▸ Task inputs:
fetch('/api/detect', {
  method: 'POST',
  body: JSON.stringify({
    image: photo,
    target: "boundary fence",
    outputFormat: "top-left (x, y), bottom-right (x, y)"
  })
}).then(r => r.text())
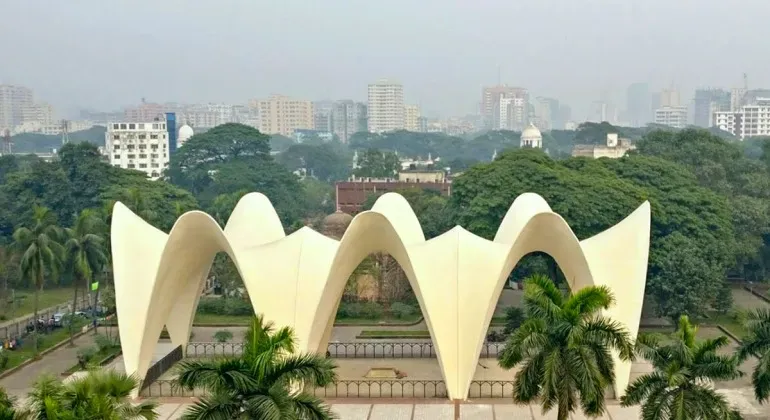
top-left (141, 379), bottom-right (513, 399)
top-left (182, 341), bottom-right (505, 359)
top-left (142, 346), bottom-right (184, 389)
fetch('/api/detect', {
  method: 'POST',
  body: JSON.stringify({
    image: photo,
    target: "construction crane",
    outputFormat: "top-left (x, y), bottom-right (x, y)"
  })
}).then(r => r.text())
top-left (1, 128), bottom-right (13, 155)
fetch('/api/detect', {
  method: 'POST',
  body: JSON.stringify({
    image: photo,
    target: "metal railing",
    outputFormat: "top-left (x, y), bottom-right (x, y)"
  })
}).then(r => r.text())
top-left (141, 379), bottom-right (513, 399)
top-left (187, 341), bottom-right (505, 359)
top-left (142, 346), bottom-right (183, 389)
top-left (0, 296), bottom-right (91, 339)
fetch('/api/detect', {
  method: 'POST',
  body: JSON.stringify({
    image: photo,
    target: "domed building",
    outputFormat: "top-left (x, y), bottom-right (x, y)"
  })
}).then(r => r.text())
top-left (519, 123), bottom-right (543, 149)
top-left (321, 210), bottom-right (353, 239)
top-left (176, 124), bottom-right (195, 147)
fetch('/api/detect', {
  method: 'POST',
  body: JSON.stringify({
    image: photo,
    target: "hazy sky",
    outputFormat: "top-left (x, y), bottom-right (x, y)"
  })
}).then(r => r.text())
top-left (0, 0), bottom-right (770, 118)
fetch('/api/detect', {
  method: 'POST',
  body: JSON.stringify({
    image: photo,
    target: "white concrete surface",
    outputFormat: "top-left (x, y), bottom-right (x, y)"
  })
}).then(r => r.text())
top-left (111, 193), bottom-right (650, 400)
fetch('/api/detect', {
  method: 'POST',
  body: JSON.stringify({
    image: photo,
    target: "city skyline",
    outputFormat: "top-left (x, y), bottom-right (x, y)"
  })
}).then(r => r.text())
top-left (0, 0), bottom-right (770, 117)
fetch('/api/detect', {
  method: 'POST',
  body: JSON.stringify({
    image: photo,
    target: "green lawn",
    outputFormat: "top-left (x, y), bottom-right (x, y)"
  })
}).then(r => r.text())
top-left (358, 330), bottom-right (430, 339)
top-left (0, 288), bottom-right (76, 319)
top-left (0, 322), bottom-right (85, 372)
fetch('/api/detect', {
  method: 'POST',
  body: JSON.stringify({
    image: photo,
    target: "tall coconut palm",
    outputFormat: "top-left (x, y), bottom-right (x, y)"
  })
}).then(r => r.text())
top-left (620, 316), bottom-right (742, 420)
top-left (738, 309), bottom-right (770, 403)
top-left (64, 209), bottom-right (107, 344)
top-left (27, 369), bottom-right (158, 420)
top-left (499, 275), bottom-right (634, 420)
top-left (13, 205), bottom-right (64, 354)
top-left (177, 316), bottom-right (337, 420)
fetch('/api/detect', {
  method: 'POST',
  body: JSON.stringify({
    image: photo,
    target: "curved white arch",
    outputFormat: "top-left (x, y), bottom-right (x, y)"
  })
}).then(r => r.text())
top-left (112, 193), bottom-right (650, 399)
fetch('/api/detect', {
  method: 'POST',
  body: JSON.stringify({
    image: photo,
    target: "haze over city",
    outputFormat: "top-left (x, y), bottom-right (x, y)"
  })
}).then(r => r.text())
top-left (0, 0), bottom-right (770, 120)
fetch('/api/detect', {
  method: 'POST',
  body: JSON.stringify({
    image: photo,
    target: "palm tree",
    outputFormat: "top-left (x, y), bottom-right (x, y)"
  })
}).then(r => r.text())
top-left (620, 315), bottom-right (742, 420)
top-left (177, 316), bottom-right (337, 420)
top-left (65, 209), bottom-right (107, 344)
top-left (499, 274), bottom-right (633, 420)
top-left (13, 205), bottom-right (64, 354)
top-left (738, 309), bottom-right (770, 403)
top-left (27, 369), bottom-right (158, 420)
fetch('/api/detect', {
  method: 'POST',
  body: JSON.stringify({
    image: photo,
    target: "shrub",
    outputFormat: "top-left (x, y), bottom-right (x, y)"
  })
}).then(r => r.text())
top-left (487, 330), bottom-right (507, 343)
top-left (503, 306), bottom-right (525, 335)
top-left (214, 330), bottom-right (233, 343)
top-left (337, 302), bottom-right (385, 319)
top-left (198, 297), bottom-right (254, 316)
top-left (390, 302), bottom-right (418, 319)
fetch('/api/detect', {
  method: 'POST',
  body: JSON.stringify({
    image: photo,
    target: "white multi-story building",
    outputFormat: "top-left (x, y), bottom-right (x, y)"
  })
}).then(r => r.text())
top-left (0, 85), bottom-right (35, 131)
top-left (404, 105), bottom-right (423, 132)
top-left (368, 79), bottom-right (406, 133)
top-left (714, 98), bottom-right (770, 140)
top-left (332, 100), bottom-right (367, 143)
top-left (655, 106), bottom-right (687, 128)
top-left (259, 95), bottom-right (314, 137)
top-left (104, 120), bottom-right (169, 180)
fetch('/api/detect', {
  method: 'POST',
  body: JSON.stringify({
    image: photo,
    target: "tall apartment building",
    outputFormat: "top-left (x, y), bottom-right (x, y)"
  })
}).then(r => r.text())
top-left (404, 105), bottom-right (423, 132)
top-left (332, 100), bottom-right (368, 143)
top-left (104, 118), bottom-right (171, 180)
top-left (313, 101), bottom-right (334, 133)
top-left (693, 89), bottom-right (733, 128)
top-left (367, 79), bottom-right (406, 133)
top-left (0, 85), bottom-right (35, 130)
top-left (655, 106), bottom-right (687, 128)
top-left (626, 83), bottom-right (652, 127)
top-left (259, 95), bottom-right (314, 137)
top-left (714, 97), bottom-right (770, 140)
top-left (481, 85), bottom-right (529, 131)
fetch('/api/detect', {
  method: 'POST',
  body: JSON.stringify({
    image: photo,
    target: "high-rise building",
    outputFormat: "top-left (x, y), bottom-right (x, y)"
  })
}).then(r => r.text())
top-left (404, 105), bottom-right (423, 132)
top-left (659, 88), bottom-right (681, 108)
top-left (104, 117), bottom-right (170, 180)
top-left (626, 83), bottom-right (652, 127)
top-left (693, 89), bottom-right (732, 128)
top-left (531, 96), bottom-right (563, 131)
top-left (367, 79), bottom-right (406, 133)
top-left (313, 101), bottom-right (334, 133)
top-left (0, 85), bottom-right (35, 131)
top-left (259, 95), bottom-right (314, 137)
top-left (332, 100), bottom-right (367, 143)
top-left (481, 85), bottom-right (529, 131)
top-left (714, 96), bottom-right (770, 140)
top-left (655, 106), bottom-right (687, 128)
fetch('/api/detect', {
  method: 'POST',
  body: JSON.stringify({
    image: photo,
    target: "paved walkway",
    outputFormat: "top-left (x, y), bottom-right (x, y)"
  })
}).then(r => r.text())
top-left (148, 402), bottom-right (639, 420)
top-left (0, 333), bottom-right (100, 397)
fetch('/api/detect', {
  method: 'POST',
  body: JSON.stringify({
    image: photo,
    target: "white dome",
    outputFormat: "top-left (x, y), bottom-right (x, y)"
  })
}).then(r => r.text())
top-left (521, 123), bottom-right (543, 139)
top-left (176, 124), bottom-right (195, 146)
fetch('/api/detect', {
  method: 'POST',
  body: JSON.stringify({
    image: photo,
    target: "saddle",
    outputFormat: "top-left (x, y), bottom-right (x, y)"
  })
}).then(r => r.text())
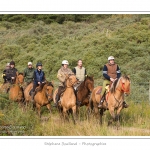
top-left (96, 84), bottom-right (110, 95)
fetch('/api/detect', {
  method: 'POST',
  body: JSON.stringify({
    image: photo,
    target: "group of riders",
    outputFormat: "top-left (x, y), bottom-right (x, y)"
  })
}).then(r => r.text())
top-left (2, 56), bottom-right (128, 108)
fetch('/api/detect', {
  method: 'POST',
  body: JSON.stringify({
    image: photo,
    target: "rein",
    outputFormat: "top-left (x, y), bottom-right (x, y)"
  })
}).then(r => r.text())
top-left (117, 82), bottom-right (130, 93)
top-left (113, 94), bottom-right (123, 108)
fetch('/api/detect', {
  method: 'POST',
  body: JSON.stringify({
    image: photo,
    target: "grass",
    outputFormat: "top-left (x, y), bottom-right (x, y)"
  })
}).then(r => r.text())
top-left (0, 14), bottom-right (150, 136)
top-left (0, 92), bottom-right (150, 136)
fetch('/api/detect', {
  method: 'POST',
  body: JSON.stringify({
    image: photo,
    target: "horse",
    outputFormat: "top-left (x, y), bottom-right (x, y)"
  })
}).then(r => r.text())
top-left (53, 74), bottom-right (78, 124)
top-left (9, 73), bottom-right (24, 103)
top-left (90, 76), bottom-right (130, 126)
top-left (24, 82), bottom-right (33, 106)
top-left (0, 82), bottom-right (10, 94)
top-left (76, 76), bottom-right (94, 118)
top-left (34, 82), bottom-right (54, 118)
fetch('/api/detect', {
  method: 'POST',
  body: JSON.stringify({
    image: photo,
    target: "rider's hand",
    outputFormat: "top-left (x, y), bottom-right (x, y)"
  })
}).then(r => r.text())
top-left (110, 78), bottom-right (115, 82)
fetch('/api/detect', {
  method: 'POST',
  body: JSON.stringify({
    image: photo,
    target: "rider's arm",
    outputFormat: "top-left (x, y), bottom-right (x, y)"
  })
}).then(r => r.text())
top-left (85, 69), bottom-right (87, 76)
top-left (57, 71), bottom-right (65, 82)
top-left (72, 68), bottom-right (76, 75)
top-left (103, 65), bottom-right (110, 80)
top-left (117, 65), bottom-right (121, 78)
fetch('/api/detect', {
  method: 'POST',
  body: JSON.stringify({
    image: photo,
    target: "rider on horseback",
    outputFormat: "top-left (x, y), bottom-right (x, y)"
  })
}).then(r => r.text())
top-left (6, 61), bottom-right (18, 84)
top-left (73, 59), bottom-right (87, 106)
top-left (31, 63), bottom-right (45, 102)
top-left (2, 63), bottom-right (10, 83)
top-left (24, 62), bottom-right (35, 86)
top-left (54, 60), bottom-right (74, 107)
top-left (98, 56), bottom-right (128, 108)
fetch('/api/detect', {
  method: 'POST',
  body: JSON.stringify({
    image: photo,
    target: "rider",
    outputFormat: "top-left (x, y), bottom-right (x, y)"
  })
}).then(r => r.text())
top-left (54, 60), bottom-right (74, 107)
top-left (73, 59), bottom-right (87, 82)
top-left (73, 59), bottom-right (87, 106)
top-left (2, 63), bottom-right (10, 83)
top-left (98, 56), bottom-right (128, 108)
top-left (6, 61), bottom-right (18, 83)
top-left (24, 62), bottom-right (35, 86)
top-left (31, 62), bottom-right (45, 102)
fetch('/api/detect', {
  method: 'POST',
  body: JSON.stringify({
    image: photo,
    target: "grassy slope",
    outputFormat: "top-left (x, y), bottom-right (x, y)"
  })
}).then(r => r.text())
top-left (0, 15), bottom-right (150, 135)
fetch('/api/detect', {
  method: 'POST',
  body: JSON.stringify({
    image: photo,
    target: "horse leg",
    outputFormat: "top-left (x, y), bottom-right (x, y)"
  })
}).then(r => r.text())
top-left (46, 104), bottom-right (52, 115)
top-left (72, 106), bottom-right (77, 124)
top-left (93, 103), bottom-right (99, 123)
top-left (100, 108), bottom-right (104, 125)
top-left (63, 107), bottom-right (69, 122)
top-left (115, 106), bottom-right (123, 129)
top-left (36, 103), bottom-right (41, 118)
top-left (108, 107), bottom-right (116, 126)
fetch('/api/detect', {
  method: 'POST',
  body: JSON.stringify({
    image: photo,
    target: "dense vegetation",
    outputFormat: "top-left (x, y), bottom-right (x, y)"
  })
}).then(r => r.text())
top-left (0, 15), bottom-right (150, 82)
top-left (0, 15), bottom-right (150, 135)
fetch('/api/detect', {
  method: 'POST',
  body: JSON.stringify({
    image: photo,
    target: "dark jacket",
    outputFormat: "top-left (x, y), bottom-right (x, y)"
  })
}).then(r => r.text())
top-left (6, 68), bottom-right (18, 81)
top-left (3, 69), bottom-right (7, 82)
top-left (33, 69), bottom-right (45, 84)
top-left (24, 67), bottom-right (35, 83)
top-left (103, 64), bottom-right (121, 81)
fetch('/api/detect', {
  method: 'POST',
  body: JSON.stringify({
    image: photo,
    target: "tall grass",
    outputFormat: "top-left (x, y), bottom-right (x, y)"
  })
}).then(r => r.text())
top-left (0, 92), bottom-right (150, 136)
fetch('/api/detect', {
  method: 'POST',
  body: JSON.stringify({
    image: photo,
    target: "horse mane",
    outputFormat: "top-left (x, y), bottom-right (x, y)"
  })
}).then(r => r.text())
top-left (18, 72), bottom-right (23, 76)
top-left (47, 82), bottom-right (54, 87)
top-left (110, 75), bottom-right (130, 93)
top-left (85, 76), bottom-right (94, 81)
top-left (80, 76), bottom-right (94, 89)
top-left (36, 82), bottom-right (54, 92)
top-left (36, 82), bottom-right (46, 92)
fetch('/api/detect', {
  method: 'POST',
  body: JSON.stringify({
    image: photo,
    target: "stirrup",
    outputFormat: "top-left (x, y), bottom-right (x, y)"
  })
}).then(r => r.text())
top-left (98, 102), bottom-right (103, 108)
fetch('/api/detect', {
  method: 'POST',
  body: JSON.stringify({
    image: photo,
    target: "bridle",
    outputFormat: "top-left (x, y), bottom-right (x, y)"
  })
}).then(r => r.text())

▸ Exercise goal: Report every line of the records above that contains the word "white".

▸ Written solution:
    target: "white concrete surface",
    target: "curved white arch",
    target: "white multi-story building",
    target: "white dome",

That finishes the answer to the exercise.